§ Исходный текст:
НеШахматные уроки. 55 лет одиночества

Сегодня ровно 55 лет, как я остался один.
Совсем один.
До 18 января 1963 года я жил с Роной.
Утром 18 января в дом вошла мама.
Я пил чай с молоком за нашим огромным дубовым столом.
Бабушка стояла около шкафа.
Серёжа еще спал.
Мама вошла с узелком в руке.
Осмотрела нас с порога и произнесла просто:
- Всё.
И я пошёл в школу.
Потому что «знал» но ещё не осознал.
Рона встретила меня на железнодорожном вокзале в июне холодного лета 1953-его года.
Десять лет я жил с Роной.
Мама училась,  ездила по командировкам.
Я болел и лежал то в одной больнице, то в другой.
Несколько лет мы с мамой – пока она училась – часто проводили ночи вместе в Музее Горного института – мама работала ночным сторожем.

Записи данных
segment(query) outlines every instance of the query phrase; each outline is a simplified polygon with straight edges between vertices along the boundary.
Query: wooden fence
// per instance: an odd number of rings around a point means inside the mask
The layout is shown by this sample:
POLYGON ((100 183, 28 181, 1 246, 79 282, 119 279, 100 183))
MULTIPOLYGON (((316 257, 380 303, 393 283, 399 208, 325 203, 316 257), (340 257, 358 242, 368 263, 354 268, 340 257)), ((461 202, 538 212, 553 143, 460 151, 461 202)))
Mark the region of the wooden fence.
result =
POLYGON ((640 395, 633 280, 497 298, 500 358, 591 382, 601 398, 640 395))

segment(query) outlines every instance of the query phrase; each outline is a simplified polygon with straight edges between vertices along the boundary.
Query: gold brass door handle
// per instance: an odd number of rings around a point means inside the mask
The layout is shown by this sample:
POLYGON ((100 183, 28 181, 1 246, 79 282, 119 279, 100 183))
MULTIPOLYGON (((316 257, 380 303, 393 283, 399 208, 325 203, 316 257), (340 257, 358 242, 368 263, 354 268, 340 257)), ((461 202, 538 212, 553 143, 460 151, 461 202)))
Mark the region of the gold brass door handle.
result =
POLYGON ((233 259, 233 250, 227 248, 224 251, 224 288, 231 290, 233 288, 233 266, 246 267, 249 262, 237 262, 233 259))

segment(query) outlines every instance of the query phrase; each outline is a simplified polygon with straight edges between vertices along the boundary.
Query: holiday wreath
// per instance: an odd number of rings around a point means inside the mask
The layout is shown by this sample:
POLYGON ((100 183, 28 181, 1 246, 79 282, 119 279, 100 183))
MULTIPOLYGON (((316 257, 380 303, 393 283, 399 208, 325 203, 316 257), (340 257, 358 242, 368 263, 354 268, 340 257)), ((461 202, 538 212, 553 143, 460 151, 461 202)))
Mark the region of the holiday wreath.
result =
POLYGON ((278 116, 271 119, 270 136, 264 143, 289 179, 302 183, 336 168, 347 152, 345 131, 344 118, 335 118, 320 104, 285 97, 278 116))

§ Цель задания: Пожалуйста, укажите, где, согласно исходному тексту, мама работала ночным сторожем.

§ Ответ к упражнению: В Музее Горного института.